-- Start of Quoted text --
SAN FRANCISCO (KRON) – Sylvia Guerrero’s daughter Gwen Araujo would be 37 years old next month, but her life was cut short 20 years ago when she was brutally killed by a gang of four men in the East Bay after they found out she was transgender.
The trial of Araujo’s killers helped drive California laws banning the gay and trans “panic defense” in similar cases; but the anniversary comes just after the Human Rights Campaign recorded a record number of killings of transgender Americans: 50.
“If I had an LGBTQ child now, I’d still be worried, just as I was for Gwen at the time,” Guerrero, 58, told KRON4 News. “I was hoping the world would be a much better place for the LGBT community but it’s not. … It’s the world we live in, and it starts at home. Everyone deserves equality across the board.”
Lawyers employed gay and trans “panic defense”
Gwen Araujo was at a house party in Newark, in Alameda County, on Oct. 4, 2002. Several men there —Jason Cazares, Michael Magidson, José Merél and Jaron Nabors — suspected she had male anatomical parts. She’d reportedly been intimate with Magidson and Merél, and at the party Magidson demanded Araujo let him touch her genitals or expose them to him, which request she refused. When another person who was there forcibly inspected Araujo and discovered male genitalia, the men became violent.
-- End of Quoted text --
_Requirement 1_
Output the part of the listing that opens with the line containing "Guideline: for every instance of the dark storm" and closes with the line containing "<point>676,103</point>", both included, as a JSON list of strings with one string per line and blank lines left out.
-- Start of Records to process --
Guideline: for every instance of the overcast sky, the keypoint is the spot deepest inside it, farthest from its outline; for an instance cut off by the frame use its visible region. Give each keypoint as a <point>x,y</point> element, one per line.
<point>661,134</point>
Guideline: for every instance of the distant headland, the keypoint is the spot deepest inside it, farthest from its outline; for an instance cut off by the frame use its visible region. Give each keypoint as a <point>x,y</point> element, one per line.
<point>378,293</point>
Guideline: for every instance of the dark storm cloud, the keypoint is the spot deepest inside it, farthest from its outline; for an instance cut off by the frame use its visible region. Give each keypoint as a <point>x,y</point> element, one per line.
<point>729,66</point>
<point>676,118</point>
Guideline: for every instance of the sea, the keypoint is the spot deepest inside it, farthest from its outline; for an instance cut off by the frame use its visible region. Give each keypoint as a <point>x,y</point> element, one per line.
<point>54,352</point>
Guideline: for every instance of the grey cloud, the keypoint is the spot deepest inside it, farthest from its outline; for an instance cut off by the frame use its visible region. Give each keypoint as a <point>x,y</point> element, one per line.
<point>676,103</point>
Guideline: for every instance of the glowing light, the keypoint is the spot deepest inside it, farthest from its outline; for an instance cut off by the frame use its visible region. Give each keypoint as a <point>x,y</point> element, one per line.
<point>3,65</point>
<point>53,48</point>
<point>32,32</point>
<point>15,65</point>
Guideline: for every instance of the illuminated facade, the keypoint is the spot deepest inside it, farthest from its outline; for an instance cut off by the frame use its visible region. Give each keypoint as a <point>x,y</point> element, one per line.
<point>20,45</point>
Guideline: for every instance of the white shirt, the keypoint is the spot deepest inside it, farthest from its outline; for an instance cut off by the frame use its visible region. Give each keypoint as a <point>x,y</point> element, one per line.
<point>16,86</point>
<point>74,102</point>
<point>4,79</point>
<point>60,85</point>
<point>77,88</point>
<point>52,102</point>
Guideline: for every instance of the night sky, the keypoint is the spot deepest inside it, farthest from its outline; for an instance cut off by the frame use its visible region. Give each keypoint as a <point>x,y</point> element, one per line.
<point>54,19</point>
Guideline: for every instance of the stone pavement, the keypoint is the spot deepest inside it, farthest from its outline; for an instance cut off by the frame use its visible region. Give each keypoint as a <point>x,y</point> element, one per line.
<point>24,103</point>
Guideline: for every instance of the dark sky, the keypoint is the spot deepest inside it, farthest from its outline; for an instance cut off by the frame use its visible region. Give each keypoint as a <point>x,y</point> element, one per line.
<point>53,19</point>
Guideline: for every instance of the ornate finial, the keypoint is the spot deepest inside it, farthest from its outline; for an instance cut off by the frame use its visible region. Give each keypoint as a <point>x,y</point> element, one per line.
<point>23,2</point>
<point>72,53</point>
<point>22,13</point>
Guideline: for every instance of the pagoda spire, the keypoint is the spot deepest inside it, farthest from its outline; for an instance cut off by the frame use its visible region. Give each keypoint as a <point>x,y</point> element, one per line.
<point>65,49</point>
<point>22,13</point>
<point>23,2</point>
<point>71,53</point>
-- End of Records to process --
_Requirement 2_
Print the article about Gwen Araujo in full, word for word.

_Task result 1_
[
  "Guideline: for every instance of the dark storm cloud, the keypoint is the spot deepest inside it, farthest from its outline; for an instance cut off by the frame use its visible region. Give each keypoint as a <point>x,y</point> element, one per line.",
  "<point>729,66</point>",
  "<point>676,118</point>",
  "Guideline: for every instance of the sea, the keypoint is the spot deepest inside it, farthest from its outline; for an instance cut off by the frame use its visible region. Give each keypoint as a <point>x,y</point> element, one per line.",
  "<point>54,352</point>",
  "Guideline: for every instance of the grey cloud, the keypoint is the spot deepest inside it, farthest from its outline; for an instance cut off by the frame use its visible region. Give each keypoint as a <point>x,y</point> element, one per line.",
  "<point>676,103</point>"
]

_Task result 2_
SAN FRANCISCO (KRON) – Sylvia Guerrero’s daughter Gwen Araujo would be 37 years old next month, but her life was cut short 20 years ago when she was brutally killed by a gang of four men in the East Bay after they found out she was transgender.
The trial of Araujo’s killers helped drive California laws banning the gay and trans “panic defense” in similar cases; but the anniversary comes just after the Human Rights Campaign recorded a record number of killings of transgender Americans: 50.
“If I had an LGBTQ child now, I’d still be worried, just as I was for Gwen at the time,” Guerrero, 58, told KRON4 News. “I was hoping the world would be a much better place for the LGBT community but it’s not. … It’s the world we live in, and it starts at home. Everyone deserves equality across the board.”
Lawyers employed gay and trans “panic defense”
Gwen Araujo was at a house party in Newark, in Alameda County, on Oct. 4, 2002. Several men there —Jason Cazares, Michael Magidson, José Merél and Jaron Nabors — suspected she had male anatomical parts. She’d reportedly been intimate with Magidson and Merél, and at the party Magidson demanded Araujo let him touch her genitals or expose them to him, which request she refused. When another person who was there forcibly inspected Araujo and discovered male genitalia, the men became violent.